Rispondi a queste domande sul brano relativo al voto cattolico, una per riga:
(a) Su quale uomo politico il voto cattolico francese ha sospeso il giudizio?
(b) Sotto quale comune denominatore milioni di francesi sono scesi in piazza contro la legge Toubira?
(c) Che cosa ha mostrato ancora una volta il voto italiano sui cosiddetti cattolici?

Brano estratto

--------------------------------

Il voto cattolico francese è allergico alla sinistra stile François Hollande, deluso dal gollista François Fillon, affascinato, ma non troppo da Marine Le Pen, ha sospeso il giudizio su Macron. Ma il presidente sa molto bene che questa «minoranza» è capace di inaspettate reazioni, come ha chiaramente mostrato la serie di eventi contro la famigerata legge Toubira sul cosiddetto «matrimonio per tutti», eventi che hanno portato milioni di francesi in piazza sotto il comune denominatore della Manif pour tous.
Questa strategia di riconquista del voto cattolico può essere considerata oltre gli stretti confini francesi, se si valuta ciò che rappresenta oggi il presidente Macron a livello internazionale. Il voto italiano ha mostrato una volta in più che i cosiddetti cattolici sono più autonomi di quanto si pensasse, spesso sono ago della bilancia degli equilibri politici, e Dio solo sa quanto il mondo progressista abbia sbeffeggiato le istanze cattoliche e ne stia pagando le conseguenze.

--------------------------------

Dati grezzi
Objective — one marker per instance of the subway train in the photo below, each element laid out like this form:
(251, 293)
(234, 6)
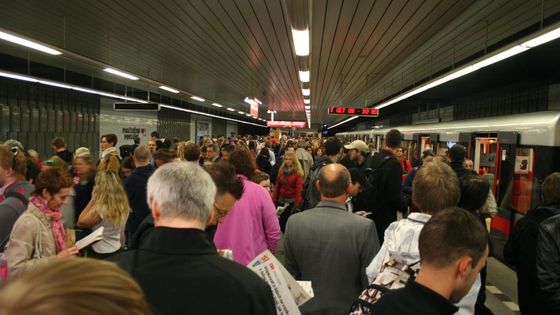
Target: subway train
(515, 153)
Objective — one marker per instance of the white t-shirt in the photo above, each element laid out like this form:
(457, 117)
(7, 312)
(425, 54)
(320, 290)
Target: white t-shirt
(111, 241)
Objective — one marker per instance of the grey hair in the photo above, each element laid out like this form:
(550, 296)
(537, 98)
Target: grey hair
(142, 153)
(183, 190)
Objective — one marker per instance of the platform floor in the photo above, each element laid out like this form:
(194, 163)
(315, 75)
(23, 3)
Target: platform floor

--------------------------------

Risposta
(a) Su Macron.
(b) La Manif pour tous.
(c) Che sono più autonomi di quanto si pensasse e spesso sono l'ago della bilancia degli equilibri politici.